* **Données fournies**:

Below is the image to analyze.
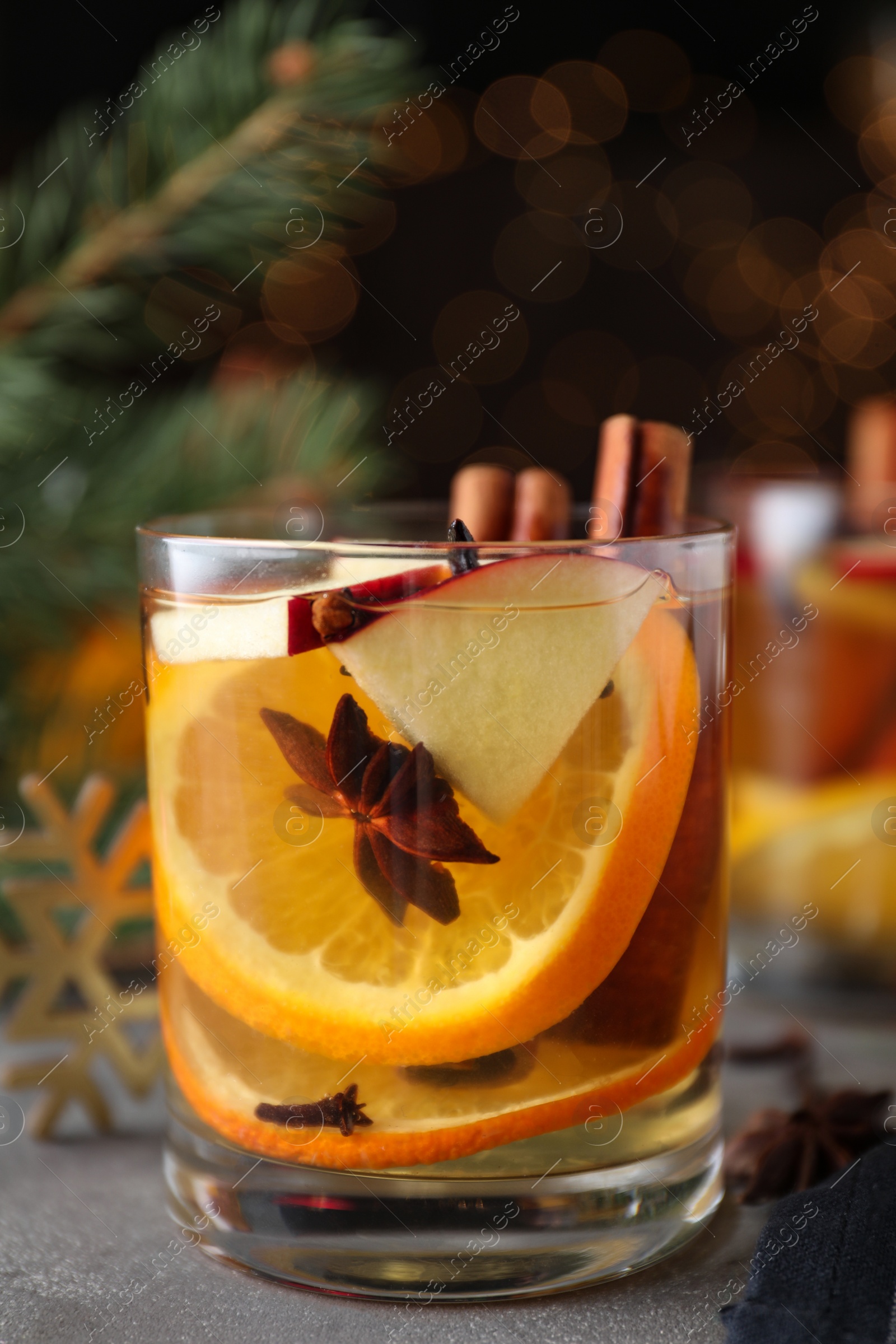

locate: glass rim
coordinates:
[134,500,736,555]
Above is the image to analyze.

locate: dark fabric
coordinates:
[721,1144,896,1344]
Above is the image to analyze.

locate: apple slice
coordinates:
[330,555,665,823]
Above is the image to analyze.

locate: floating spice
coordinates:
[255,1083,374,1136]
[725,1089,890,1204]
[259,695,498,925]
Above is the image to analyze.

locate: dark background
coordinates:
[0,0,896,497]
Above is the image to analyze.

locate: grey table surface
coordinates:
[0,935,896,1344]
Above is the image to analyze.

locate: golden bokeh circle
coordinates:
[473,75,572,158]
[858,98,896,181]
[262,248,358,344]
[544,60,629,145]
[825,57,896,133]
[662,162,755,250]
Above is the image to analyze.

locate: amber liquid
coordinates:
[146,597,728,1176]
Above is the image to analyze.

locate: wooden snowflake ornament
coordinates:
[0,774,162,1138]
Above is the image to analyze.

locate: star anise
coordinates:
[255,1083,374,1135]
[725,1089,890,1204]
[260,695,498,925]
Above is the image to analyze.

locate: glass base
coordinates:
[165,1102,723,1309]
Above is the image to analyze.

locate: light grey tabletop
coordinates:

* **Détail de la tâche**: Convertissez en liste numérotée toutes les lignes des items ci-dessus, sans les lignes vides. Laissez les images hors de la réponse.

* **Réponse complète**:
1. Below is the image to analyze.
2. locate: glass rim
3. coordinates:
4. [134,500,736,555]
5. Above is the image to analyze.
6. locate: dark fabric
7. coordinates:
8. [721,1144,896,1344]
9. Above is the image to analyze.
10. locate: apple slice
11. coordinates:
12. [330,555,665,823]
13. Above is the image to analyze.
14. locate: floating spice
15. coordinates:
16. [255,1083,374,1136]
17. [725,1089,890,1204]
18. [259,695,498,925]
19. Above is the image to analyze.
20. locate: dark background
21. coordinates:
22. [0,0,896,497]
23. Above is the image to analyze.
24. locate: grey table surface
25. coordinates:
26. [0,935,896,1344]
27. Above is the image to analyze.
28. locate: golden bokeh circle
29. coordinates:
30. [473,75,572,158]
31. [858,98,896,181]
32. [262,248,358,344]
33. [544,60,629,145]
34. [825,57,896,133]
35. [662,162,755,250]
36. Above is the image to analyze.
37. locate: amber liquid
38. coordinates:
39. [146,597,728,1176]
40. Above is the image to analyze.
41. locate: wooden snowflake ornament
42. coordinates:
43. [0,774,162,1138]
44. Above is the image to analyze.
45. locate: star anise
46. coordinates:
47. [255,1083,374,1135]
48. [725,1089,890,1204]
49. [260,695,498,925]
50. Above is the image to analyze.
51. locate: glass base
52. coordinates:
53. [165,1102,723,1309]
54. Above is the image to analyze.
55. locate: light grey tabletop
56. coordinates:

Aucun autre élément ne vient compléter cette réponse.